-------- RECORDS SHOWN --------

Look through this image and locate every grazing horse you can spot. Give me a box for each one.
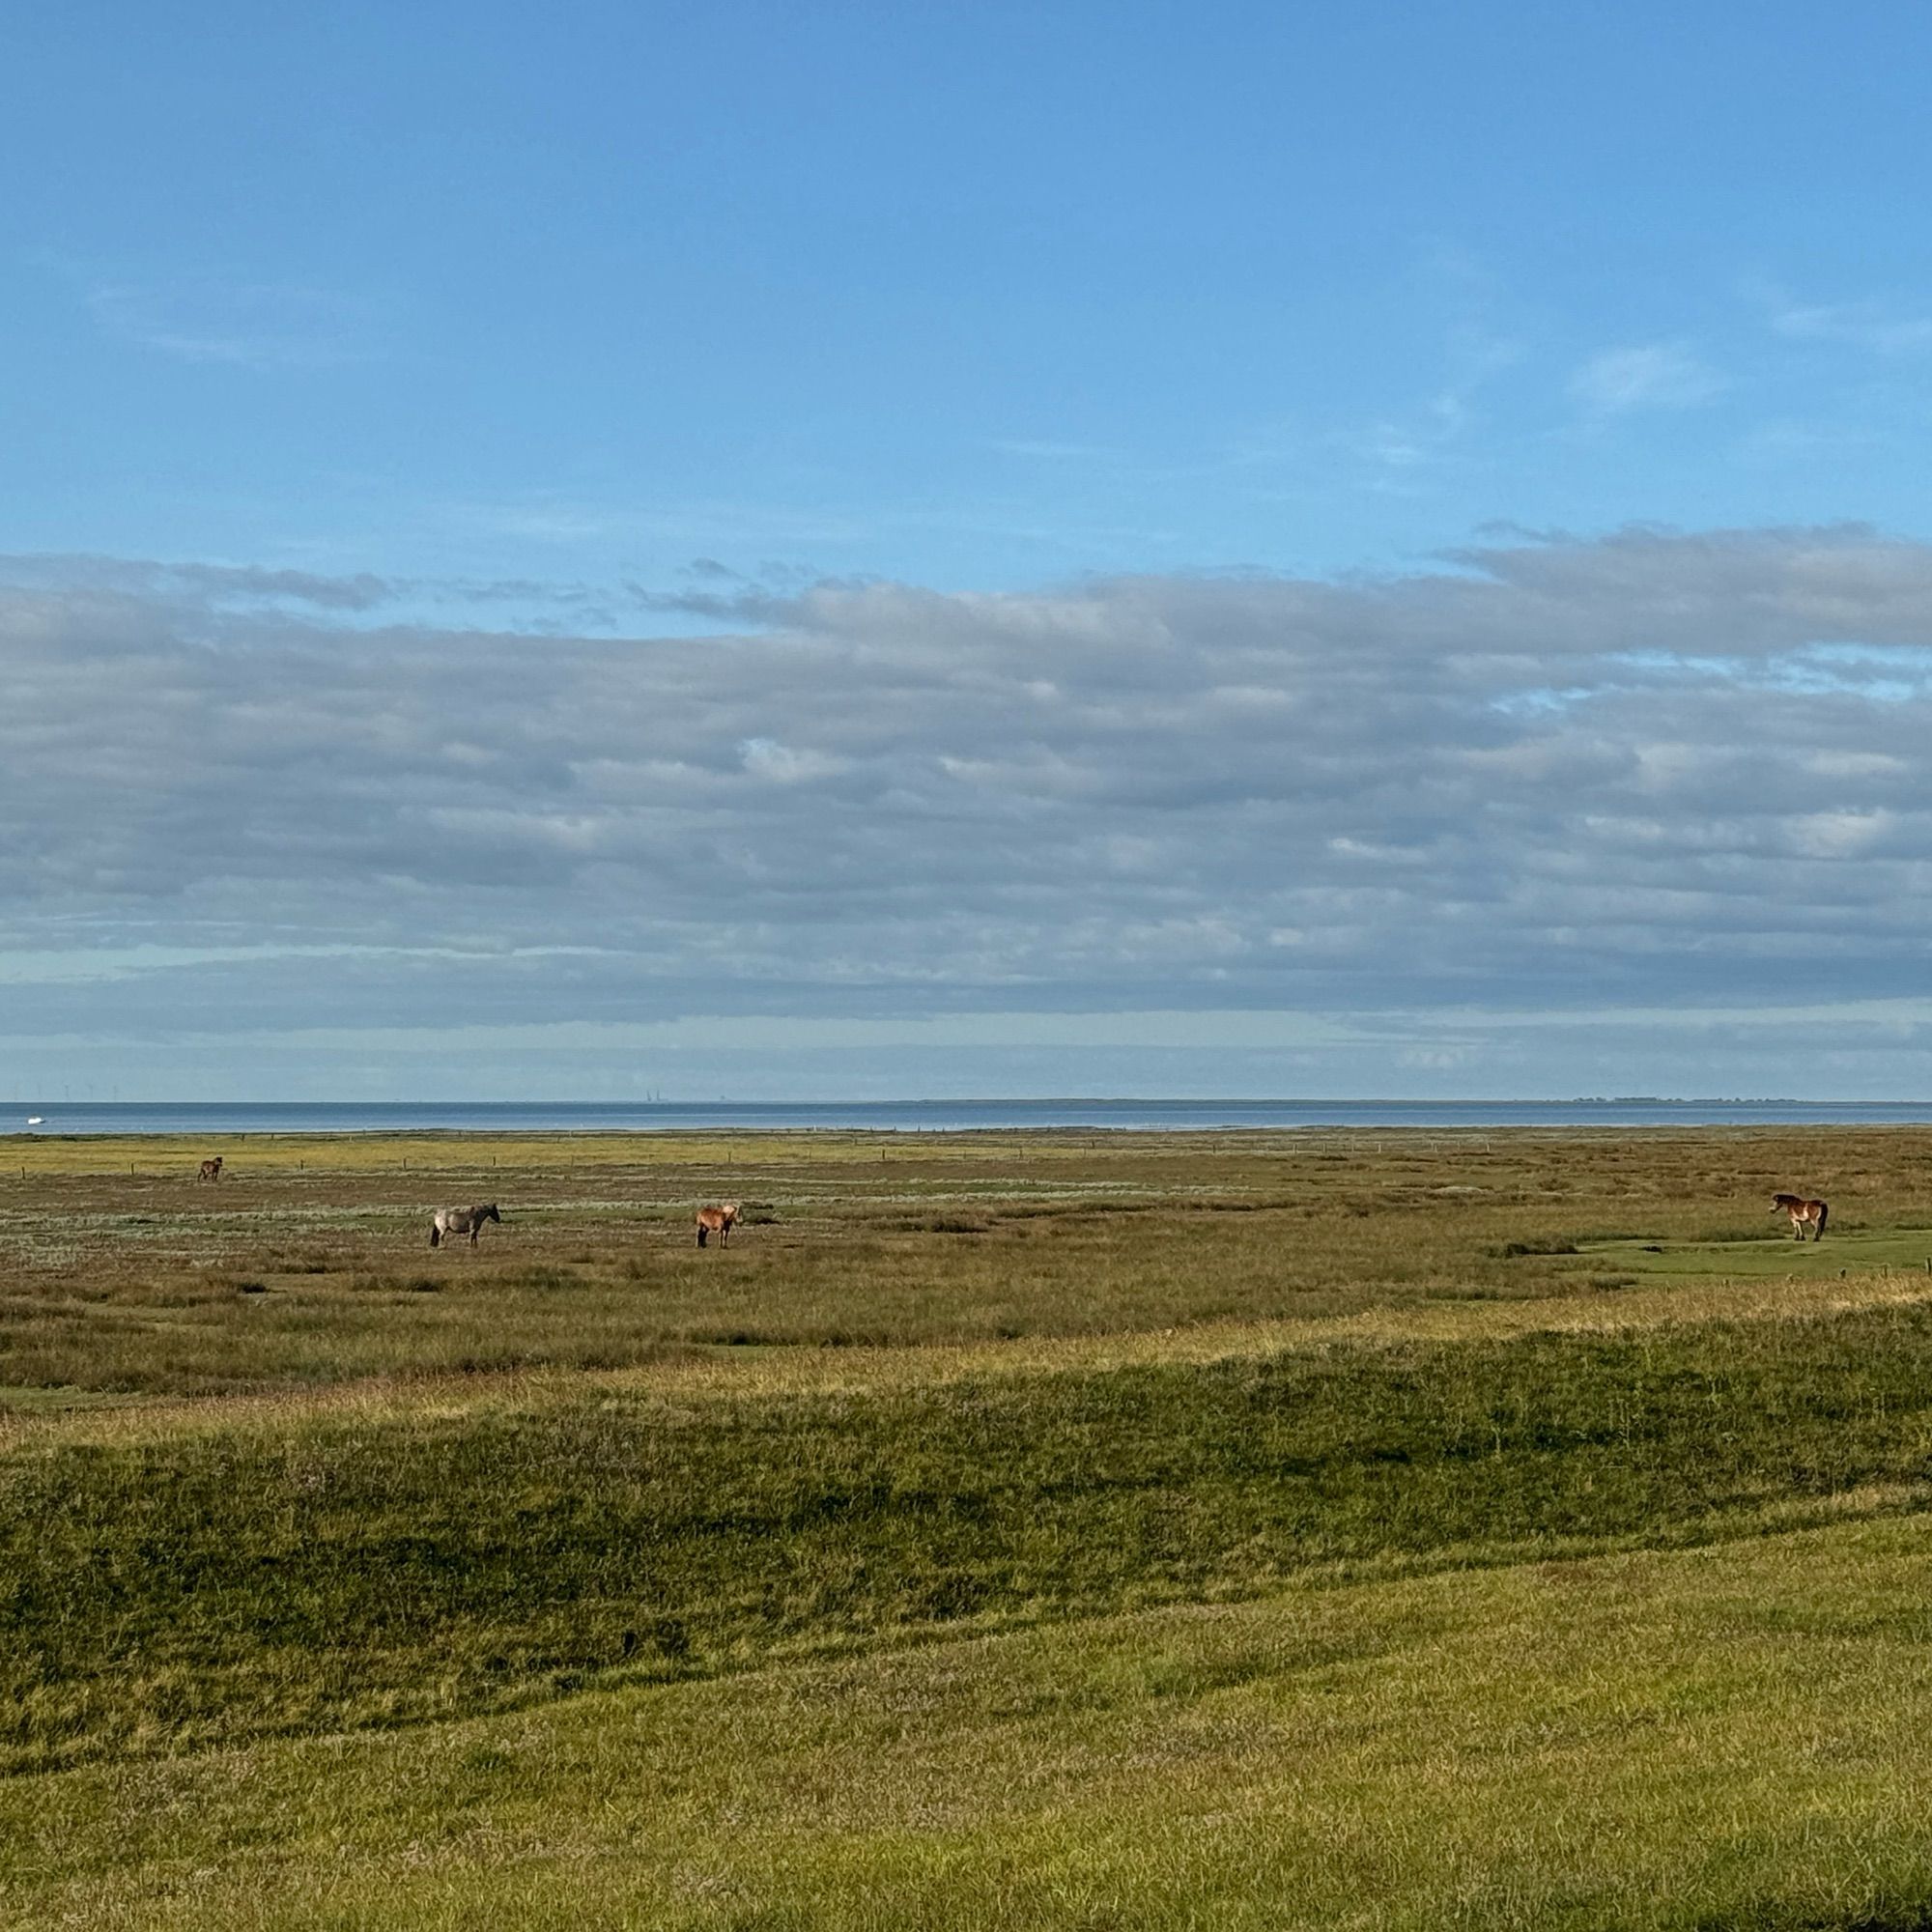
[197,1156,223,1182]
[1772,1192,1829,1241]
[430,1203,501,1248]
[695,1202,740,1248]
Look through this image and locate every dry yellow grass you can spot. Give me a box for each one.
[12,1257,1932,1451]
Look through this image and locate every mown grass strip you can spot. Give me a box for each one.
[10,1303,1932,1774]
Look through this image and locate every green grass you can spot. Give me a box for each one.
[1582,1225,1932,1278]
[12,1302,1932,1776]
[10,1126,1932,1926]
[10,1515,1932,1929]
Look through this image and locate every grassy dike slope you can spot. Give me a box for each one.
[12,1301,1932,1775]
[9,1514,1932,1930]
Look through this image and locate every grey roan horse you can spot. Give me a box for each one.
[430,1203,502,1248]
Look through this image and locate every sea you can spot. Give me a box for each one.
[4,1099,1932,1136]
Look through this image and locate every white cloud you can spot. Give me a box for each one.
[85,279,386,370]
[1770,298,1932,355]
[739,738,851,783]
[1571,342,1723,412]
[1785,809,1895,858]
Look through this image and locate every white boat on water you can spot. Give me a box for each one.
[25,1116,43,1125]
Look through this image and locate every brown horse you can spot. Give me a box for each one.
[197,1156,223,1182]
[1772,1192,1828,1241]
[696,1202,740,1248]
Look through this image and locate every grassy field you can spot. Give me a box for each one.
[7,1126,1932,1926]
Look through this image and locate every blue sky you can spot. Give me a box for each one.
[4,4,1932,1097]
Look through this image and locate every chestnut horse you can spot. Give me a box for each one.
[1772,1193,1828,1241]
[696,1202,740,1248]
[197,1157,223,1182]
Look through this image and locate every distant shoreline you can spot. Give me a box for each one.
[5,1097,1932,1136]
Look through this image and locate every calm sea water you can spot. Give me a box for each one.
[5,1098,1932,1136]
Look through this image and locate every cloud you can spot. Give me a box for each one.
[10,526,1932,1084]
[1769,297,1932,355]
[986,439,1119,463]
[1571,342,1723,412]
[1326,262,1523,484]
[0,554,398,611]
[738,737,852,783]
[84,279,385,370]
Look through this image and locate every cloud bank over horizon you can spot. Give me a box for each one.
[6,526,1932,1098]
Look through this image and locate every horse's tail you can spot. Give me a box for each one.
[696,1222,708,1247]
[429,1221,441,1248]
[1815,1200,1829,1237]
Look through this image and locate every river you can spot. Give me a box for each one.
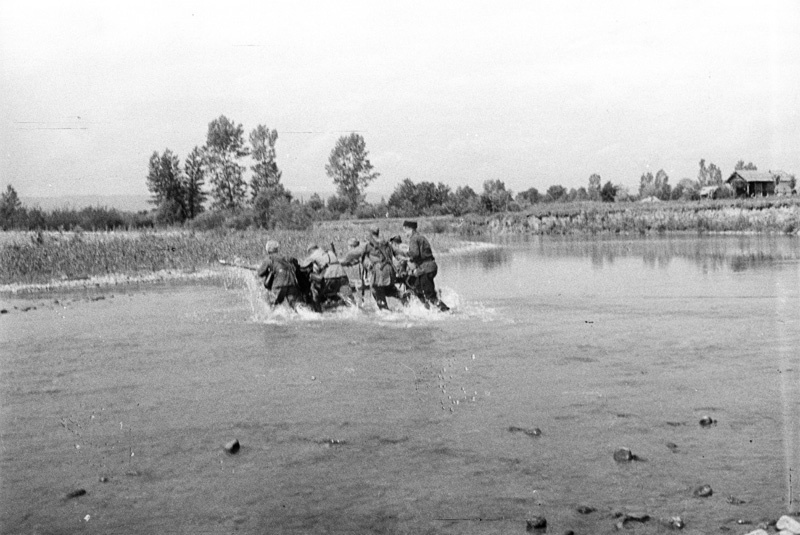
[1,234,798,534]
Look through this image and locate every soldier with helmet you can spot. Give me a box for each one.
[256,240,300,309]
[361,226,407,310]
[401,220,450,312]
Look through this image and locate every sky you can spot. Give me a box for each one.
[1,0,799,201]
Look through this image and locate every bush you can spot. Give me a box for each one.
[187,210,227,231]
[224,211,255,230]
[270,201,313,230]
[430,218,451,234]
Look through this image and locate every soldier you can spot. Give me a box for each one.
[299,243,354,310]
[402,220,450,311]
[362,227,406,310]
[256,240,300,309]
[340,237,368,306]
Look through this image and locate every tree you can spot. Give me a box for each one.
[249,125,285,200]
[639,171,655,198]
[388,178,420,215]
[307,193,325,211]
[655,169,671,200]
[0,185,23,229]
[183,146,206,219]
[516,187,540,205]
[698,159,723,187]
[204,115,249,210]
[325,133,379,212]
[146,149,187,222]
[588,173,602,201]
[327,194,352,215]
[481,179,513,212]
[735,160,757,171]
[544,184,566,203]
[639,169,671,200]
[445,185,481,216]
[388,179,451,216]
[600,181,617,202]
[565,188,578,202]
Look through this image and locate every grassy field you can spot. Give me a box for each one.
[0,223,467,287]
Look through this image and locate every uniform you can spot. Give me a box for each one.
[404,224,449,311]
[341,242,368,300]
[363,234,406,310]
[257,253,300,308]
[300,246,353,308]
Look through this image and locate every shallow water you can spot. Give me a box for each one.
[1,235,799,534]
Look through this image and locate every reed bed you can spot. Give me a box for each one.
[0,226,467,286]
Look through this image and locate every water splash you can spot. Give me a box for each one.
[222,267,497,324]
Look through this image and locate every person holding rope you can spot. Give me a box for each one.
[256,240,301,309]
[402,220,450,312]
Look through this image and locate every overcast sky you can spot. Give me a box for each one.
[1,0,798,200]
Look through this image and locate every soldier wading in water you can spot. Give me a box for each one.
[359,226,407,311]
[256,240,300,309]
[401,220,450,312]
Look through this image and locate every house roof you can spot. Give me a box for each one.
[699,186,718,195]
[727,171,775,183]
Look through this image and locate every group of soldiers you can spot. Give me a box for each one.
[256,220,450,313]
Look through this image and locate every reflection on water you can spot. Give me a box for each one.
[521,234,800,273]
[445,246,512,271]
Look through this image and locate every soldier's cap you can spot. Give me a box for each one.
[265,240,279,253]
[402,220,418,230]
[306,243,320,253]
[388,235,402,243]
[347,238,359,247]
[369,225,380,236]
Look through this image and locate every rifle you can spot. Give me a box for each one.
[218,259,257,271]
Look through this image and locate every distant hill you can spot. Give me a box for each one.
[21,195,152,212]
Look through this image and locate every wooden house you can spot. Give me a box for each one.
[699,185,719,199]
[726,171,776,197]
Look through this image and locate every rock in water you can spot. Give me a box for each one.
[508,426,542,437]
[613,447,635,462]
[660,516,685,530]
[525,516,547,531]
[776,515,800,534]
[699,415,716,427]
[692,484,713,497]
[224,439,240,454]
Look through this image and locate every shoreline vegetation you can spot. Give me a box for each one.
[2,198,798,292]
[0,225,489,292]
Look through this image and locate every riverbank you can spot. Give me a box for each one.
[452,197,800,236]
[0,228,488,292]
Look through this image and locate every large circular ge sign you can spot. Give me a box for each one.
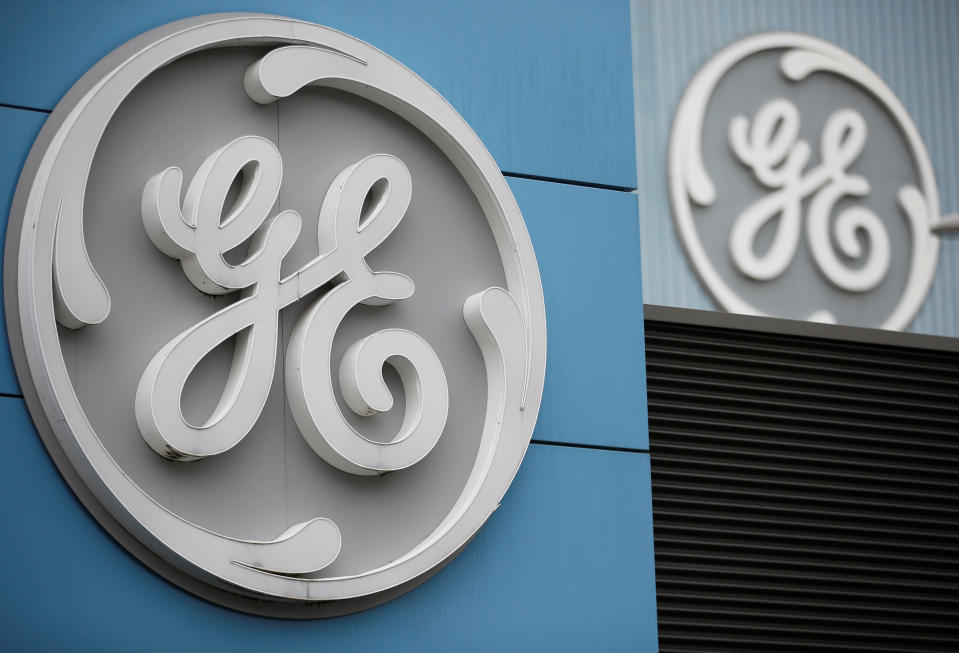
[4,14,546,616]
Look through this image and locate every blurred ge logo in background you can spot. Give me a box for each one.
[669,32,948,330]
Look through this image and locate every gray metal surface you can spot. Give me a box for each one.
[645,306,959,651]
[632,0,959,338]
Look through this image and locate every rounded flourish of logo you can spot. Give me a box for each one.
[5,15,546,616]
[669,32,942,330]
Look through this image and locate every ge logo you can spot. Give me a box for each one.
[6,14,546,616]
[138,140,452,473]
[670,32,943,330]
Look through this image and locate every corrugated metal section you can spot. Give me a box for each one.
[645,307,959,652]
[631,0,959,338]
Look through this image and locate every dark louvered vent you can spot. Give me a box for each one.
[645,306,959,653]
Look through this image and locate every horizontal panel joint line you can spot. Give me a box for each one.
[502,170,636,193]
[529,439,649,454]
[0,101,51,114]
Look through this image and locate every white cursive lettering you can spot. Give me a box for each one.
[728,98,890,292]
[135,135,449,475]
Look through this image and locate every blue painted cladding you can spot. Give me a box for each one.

--------

#### WORK REQUEST:
Output nothing but the line containing "Look through this image and locate every dark" and each line after it in the entries above, exactly as written.

#### RESPONSE FOR THIS EXERCISE:
Look through this image and locate every dark louvered vent you can spot. Give me a box for each one.
[645,306,959,653]
Look through this image and locate every horizontal panel joint line you can spot. Give me a box for each one.
[502,170,636,193]
[529,439,649,454]
[0,101,51,114]
Look through this image and locate every white cursive lettering you can spot. Give me a box for each one.
[728,98,890,292]
[135,135,449,475]
Look through this image and locate every blue painted cladding you can spot. Give me a box for each one.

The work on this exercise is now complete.